start Document excerpt
Regulators in Europe were also concerned about excessive pay in the industry and introduced 2:1 bonus-cap to moderate it. Bonus-Cap has greater applicability in investment banking and capital markets, where variable pay (bonus) is generally in multiples of the fixed pay. It is noteworthy that UK government did not agree with the 2:1 bonus cap requirement and even challenged it in the EU Court.

Pay regulation in UK, and to a great extent in EU, has emerged as the most comprehensive and far reaching in scope. In the UK, it started with Remuneration Code, and in later years, extended into other broader areas, such as senior management regime, ring-fencing/structural reform, and recently beginning to pay emphasis on changing the culture for good, all of which have indirect pay implications.

With the passage of time, regulators expected and encouraged firms to go beyond meeting the minimum regulatory requirements and adopt the best practices. There are expectations, for example, to increase the number of Material Risk Takers (MRTs) beyond the baseline requirements outlined in Regulatory Technical Standard (RTS) 1 or to set up RemCo in legal entities, where risk impact and/or the nature of business warrants it.

2. Purpose of Proposed RBI Guidelines (As extracted from the Guidelines Document)

The proposed guidelines contain new pay provisions, which aim to ensure:

  • Effective governance of compensation, with the Board being responsible for design and operation of the compensation system, reviewing that the compensation system works as intended and ensuring the independence of risk and financial staff.
  • Effective alignment of compensation with prudent risk taking, i.e., compensation is adjusted to various risks, is symmetric with risk, payment schedules are consistent with risk horizons and the compensation mix (cash, equity or any other form) is consistent with risk alignment.
  • Effective supervisory oversight and engagement by stakeholders, i.e., the supervisory review is rigorous and sustained and the firm discloses timely, adequate information to ensure that the stakeholder engagement is constructive.

Given that the objectives outlined above are on the same lines that articulated by FSB, we have focused on reviewing the UK and the European experience to see if the FSB guidelines have achieved or made material progress towards achieving the above-mentioned objectives. We have also highlighted the areas where India can learn from the UK experience.

2.1. Effective governance of compensation 

Big banks have established the required, some would say complex, processes for assessing their pay decisions from a variety of perspectives. There is also an increased awareness, and less appetite, to approve or encourage pay practices that could potentially act against firm’s interest. In addition, there is also a close relationship between significant banks and regulators. Finally, there are now processes to assess how well firms are doing in terms of pay governance, and also, in the unlikely event of a process break down, to create timely awareness and means to identify and correct them.

Remuneration committees (or their equivalent bodies) with responsibilities for the design, approval and oversight of remuneration policy provide a structured accountability framework, if systemic or significant pay issues come to light.
end Document excerpt
**Exercise requirements**
According to the excerpt on bank pay regulation, which government challenged the 2:1 bonus cap in the EU Court? The rows that come next have no connection to the excerpt on bank pay regulation.
start Data shown
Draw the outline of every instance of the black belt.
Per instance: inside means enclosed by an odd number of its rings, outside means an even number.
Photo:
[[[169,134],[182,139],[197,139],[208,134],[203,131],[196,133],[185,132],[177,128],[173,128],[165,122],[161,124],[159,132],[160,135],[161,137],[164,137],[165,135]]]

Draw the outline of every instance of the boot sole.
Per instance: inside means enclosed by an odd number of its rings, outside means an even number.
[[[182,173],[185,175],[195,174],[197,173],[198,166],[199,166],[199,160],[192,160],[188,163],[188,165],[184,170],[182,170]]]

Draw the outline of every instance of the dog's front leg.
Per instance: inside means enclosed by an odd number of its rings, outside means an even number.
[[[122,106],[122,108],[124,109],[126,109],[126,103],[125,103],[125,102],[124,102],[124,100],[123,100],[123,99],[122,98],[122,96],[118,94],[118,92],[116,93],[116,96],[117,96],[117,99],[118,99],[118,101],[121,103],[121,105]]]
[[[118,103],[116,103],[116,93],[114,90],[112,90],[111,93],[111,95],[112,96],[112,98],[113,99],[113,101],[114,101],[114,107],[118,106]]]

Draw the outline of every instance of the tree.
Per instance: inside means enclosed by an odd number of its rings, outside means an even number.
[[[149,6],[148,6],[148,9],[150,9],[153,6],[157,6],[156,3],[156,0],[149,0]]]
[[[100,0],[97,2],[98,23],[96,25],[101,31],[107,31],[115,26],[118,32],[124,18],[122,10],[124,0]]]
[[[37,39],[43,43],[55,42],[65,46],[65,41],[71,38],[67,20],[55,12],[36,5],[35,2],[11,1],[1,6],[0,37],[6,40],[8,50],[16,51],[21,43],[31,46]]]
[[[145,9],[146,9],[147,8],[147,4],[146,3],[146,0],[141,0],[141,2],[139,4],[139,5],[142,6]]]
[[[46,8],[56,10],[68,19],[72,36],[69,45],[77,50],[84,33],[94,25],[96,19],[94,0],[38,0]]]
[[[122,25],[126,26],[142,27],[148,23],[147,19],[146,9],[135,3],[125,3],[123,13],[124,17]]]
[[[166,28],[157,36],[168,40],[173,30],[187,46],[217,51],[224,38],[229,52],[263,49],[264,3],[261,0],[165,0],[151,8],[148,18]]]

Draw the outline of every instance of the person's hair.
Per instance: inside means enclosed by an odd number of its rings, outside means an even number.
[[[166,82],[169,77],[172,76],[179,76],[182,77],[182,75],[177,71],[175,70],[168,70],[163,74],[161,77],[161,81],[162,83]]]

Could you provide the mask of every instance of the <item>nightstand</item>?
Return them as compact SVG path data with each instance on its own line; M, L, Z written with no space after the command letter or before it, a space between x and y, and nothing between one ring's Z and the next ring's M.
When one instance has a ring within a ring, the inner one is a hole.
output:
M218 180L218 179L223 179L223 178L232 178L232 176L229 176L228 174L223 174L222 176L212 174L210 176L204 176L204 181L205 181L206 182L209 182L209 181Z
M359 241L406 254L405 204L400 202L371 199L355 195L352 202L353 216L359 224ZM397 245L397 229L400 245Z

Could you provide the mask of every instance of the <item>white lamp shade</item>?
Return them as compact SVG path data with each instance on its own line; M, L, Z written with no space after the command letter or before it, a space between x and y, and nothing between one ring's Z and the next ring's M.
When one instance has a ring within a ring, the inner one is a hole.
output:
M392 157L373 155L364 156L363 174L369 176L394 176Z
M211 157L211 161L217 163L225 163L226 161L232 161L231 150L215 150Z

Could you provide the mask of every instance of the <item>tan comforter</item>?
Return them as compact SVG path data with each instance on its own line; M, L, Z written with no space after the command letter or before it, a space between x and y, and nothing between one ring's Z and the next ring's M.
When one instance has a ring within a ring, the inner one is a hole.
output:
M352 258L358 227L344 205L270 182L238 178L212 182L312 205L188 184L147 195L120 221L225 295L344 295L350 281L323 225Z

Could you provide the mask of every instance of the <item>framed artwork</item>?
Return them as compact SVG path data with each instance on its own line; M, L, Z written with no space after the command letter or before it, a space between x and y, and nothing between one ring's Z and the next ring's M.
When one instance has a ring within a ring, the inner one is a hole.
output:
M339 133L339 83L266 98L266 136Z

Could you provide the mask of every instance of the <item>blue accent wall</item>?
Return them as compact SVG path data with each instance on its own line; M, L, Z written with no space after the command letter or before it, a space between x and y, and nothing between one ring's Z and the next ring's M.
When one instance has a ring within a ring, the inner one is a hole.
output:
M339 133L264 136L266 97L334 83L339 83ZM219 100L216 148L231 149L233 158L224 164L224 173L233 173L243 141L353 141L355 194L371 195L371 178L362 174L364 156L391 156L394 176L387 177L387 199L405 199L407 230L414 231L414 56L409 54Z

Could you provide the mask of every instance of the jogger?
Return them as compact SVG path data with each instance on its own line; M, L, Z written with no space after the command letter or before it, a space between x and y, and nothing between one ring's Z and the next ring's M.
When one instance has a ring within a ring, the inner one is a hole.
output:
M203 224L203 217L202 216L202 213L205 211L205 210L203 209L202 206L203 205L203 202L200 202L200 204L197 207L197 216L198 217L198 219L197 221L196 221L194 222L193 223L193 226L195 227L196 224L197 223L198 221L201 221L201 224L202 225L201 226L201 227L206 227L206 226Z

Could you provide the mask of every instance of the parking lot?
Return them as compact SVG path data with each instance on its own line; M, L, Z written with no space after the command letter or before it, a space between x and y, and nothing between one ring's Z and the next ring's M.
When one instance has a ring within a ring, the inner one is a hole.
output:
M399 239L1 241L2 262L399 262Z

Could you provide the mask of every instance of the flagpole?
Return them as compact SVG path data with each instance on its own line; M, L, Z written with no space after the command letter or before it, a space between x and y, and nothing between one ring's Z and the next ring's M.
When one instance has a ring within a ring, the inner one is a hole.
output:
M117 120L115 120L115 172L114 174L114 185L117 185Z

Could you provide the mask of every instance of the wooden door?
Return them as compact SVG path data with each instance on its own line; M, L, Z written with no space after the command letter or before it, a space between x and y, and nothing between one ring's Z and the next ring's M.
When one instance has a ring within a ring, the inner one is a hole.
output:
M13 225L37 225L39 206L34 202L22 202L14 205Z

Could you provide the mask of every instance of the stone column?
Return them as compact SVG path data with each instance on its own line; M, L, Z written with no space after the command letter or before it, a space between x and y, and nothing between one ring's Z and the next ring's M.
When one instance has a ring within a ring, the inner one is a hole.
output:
end Data shown
**Written response**
The UK government.